CONSIGNES DE L'EXERCICE —
a - Dites si chacune des affirmations suivantes concorde avec l'article sur la répression au Nigeria, en répondant par oui ou par non et en citant à l'identique les mots de l'article qui tranchent. (i) Amnesty International accuse les forces de sécurité nigérianes d'avoir tué au moins 115 personnes entre mars et juin. (ii) L'IPOB a reconnu avoir organisé la violence. (iii) Selon la police, au moins 127 policiers et agents de sécurité ont été tués.
b - Poursuivez l'article sur la répression au Nigeria à partir de sa dernière phrase.

EXTRAIT DU DOCUMENT —
■ ■ ■

Amnesty International a accusé mercredi les forces de sécurité nigérianes d’avoir tué au moins 115 personnes entre mars et juin de cette année dans le cadre d’une répression contre un mouvement sécessionniste dans le sud-est.
Des violences ont éclaté dans les États du sud-est, tuant au moins 127 policiers et agents de sécurité, selon la police, tandis que les médias locaux ont rapporté qu’environ 20 postes de police et bureaux électoraux ont été attaqués.
Le Mouvement pour l’indépendance des peuples autochtones du Biafra (IPOB), qui prône la sécession du sud-est du Nigeria à majorité Igbo, et son aile paramilitaire, l’Eastern Security Network ESN, ont été accusés d’avoir organisé la violence, ce que l’IPOB a nié.
Selon Amnesty International, les forces de sécurité, dont l’armée, la police et l’agence de renseignement du Département des services d’État (DSS), ont réprimé les attaques, tuant des dizaines d’hommes armés ainsi que des civils.
Les preuves recueillies par Amnesty International brossent un tableau accablant de l’usage impitoyable de la force par les forces de sécurité nigérianes dans les États d’Imo, d’Anambra et d’Abia », a déclaré Osai Ojigho, directeur de l’ONG au Nigeria.

■ ■ ■

DONNÉES ENREGISTRÉES —
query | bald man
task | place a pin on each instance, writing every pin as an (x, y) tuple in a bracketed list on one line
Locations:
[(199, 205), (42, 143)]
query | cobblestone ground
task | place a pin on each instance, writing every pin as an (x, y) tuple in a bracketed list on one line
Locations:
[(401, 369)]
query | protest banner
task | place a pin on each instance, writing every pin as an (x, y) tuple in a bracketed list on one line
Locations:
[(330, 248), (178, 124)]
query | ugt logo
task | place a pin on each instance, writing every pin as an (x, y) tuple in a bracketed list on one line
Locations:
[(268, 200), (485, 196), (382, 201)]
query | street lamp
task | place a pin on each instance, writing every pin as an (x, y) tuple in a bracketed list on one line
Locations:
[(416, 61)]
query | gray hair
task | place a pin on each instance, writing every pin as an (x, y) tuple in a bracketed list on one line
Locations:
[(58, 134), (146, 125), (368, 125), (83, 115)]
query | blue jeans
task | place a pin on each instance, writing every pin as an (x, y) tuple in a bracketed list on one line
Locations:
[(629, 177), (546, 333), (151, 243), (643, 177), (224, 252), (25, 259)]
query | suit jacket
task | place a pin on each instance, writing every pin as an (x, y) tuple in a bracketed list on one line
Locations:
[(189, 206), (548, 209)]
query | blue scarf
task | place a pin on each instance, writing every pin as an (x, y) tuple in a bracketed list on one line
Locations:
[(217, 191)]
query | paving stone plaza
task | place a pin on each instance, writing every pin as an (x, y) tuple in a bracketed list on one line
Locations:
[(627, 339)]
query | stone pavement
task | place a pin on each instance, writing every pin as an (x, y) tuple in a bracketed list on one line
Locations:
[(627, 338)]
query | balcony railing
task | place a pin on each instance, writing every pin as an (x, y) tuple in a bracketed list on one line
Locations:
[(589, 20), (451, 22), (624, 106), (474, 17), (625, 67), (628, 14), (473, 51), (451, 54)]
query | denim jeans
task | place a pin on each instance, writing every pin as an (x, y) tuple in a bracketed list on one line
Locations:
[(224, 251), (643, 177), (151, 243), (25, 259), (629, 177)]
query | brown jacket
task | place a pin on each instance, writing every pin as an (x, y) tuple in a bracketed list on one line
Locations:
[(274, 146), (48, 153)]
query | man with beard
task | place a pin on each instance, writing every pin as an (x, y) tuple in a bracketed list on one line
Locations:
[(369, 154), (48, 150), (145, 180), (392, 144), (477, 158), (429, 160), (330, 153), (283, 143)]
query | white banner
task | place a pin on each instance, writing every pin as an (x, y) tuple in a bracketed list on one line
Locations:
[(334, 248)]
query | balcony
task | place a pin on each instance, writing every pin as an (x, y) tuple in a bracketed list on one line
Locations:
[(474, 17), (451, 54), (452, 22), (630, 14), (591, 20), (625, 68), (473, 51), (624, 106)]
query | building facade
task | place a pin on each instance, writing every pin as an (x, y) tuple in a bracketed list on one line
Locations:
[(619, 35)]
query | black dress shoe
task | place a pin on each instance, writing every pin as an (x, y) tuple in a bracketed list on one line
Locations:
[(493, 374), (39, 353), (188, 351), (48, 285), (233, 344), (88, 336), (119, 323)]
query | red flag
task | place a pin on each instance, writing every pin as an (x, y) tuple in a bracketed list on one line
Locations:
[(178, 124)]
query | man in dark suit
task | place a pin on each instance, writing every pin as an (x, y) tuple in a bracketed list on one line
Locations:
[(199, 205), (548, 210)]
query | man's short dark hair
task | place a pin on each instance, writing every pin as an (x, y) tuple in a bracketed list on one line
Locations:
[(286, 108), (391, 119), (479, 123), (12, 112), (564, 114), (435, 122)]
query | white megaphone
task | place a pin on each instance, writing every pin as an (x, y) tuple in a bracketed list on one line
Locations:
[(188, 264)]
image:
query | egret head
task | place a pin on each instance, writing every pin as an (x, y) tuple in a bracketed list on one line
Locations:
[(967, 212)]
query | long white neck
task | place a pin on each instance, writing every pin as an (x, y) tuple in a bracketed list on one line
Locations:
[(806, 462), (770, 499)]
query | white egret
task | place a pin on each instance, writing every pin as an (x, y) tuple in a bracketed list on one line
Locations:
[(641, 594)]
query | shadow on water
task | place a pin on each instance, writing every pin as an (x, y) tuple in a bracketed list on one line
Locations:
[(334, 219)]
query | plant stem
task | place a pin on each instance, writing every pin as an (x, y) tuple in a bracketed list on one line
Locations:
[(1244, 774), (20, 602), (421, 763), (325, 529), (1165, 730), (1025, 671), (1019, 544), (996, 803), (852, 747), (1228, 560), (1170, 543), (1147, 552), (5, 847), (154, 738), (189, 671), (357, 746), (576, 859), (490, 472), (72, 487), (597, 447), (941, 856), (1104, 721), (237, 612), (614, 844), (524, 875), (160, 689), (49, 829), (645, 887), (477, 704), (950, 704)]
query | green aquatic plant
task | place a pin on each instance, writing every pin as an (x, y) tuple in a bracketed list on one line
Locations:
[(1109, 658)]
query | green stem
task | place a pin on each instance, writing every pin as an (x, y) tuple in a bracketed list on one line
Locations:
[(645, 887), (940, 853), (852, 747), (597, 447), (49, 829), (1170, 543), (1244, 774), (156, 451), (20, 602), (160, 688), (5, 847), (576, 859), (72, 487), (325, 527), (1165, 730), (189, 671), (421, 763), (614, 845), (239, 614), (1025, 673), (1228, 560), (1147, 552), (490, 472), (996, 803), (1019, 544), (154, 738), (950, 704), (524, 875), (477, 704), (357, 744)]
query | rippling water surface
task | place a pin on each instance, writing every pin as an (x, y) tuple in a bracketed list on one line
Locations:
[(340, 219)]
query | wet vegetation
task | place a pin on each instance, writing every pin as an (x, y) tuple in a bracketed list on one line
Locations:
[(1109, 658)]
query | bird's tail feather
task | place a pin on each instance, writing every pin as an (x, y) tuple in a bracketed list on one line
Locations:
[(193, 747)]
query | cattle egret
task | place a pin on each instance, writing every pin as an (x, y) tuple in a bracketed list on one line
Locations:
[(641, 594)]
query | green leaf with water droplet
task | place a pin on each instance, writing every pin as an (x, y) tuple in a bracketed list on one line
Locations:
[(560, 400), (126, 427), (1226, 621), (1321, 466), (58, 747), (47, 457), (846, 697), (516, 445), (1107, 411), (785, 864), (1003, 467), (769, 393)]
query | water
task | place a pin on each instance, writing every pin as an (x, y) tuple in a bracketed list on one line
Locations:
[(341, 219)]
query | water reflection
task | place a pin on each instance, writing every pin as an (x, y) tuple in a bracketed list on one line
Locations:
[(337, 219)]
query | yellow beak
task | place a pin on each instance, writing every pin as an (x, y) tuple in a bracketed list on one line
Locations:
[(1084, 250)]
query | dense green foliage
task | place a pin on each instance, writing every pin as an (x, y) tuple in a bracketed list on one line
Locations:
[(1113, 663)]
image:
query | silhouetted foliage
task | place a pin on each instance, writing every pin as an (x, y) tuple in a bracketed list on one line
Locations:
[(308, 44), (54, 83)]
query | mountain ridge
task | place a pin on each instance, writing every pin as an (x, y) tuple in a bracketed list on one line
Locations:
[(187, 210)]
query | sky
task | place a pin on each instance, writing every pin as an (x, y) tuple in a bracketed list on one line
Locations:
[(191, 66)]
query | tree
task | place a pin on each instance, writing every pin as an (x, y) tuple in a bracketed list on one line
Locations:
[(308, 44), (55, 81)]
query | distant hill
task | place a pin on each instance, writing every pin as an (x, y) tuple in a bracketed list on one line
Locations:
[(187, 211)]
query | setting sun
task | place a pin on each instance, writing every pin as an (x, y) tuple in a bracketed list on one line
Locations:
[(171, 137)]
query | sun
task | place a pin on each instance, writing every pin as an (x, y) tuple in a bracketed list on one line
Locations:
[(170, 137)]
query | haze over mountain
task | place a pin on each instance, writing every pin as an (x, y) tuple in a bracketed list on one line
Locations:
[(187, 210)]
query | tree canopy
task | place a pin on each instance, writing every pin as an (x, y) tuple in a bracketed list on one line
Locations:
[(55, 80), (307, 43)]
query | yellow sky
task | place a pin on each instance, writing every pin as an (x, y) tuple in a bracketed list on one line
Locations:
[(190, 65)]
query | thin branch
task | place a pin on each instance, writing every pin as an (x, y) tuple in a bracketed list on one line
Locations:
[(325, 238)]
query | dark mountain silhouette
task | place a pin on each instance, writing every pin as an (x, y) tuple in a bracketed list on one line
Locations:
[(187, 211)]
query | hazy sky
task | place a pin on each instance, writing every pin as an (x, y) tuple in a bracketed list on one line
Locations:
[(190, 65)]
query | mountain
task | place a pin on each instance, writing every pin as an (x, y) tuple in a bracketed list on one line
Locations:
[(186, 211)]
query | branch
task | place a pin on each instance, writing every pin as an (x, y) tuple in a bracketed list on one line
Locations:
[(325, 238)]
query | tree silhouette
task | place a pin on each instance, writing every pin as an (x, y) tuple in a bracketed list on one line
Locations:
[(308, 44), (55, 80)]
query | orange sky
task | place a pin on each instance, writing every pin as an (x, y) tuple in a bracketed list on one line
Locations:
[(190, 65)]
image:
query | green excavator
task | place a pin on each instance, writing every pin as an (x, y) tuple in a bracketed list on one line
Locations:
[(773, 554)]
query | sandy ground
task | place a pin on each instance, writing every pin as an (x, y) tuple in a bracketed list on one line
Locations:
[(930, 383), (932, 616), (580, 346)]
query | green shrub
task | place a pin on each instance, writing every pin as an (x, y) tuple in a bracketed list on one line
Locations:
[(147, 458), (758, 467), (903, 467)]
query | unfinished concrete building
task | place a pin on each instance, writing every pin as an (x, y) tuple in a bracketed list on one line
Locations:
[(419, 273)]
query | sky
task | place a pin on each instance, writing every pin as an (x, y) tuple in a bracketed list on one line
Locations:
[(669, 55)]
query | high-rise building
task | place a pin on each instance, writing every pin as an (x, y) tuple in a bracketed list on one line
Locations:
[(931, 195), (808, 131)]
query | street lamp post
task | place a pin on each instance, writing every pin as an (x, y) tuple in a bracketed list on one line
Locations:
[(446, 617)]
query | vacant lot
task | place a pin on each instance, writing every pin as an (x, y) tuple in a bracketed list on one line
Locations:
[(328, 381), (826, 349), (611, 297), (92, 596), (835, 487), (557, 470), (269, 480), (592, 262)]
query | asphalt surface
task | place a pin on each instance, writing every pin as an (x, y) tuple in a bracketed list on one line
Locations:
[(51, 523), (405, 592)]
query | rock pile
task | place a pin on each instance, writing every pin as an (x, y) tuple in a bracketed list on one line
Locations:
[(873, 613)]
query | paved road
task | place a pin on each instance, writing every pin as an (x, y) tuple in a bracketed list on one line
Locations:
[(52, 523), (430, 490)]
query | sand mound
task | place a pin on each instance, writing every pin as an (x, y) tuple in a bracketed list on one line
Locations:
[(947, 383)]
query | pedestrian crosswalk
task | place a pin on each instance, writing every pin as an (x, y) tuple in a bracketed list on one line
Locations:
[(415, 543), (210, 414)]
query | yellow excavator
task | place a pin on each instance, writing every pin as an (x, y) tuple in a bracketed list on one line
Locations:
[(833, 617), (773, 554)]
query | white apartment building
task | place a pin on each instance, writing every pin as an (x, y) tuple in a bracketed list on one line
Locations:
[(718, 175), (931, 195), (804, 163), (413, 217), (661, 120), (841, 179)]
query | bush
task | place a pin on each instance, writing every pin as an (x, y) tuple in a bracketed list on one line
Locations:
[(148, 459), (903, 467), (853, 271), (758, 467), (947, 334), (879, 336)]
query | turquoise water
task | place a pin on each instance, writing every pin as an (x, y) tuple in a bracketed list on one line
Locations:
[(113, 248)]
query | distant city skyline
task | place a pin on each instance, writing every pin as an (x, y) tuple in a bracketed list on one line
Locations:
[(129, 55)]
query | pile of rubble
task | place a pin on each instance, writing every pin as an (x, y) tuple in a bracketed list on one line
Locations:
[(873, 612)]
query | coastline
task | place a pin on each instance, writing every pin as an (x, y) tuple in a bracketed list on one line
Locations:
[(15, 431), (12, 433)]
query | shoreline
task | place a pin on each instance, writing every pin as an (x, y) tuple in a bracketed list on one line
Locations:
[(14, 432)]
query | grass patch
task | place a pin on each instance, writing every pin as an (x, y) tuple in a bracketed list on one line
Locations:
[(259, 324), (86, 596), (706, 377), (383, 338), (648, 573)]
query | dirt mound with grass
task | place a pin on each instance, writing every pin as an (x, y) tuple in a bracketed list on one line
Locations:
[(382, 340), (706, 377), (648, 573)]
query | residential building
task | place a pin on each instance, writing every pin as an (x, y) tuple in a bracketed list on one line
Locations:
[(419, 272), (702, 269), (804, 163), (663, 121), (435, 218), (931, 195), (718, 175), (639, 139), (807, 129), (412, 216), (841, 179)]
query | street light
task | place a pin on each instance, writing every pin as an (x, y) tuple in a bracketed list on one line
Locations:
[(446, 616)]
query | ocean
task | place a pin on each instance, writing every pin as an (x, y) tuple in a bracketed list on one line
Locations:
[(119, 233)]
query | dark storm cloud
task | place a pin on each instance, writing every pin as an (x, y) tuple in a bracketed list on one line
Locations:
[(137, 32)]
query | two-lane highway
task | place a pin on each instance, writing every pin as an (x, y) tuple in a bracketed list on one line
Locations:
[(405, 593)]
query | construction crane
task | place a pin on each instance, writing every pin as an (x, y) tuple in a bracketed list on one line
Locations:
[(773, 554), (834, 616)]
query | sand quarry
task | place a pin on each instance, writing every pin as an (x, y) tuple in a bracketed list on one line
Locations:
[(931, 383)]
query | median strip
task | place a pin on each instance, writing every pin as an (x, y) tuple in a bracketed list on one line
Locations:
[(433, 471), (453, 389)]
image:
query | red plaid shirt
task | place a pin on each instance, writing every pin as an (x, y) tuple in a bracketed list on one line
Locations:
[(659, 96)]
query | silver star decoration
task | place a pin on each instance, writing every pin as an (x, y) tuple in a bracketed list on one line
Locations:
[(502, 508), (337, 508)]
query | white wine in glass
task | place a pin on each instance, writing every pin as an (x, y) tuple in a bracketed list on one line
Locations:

■ ■ ■

RÉPONSES ATTENDUES —
a -
(i) Oui : « d’avoir tué au moins 115 personnes entre mars et juin de cette année ».
(ii) Non : « ce que l’IPOB a nié ».
(iii) Oui : « tuant au moins 127 policiers et agents de sécurité, selon la police ».

b -
Arrestations arbitraires
L’organisation de défense des droits humains a déclaré avoir dénombré au moins 115 personnes tuées par les forces de sécurité entre mars et juin 2021. Interrogée, la police nigériane n’a pas immédiatement réagi à ces accusations. « Je n’ai pas vu le rapport (d’Amnesty, ndlr). Je ne peux donc pas répondre », a déclaré à l’AFP Frank Mba, porte-parole de la police nationale.
Des proches des victimes ont déclaré à l’ONG qu’ils ne faisaient pas partie des groupes militants qui ont attaqué les forces de sécurité. « De nombreuses victimes ont été emmenées dans des hôpitaux publics des États d’Imo et d’Abia », a-t-elle déclaré. Amnesty a également documenté des cas d’arrestations arbitraires, de mauvais traitements et de torture dans la région.
En mai 2021, le gouvernement de l’État d’Imo a annoncé l’arrestation d’au moins 400 personnes prétendument liées aux violences. « L’enquête d’Amnesty International indique que la plupart d’entre eux ont été ramassés au hasard chez eux ou dans la rue et n’avaient rien à voir avec les manifestations de l’IPOB ou de l’ESN », a déclaré l’ONG.
Répression contre les militants indépendantistes
Dans le passé, des groupes locaux et internationaux de défense des droits humains ont régulièrement accusé les forces de sécurité nigérianes de violations des droits humains, mais ils ont toujours nié ces accusations. Le Nigeria a récemment intensifié sa répression contre les groupes indépendantistes, notamment en poursuivant leurs dirigeants.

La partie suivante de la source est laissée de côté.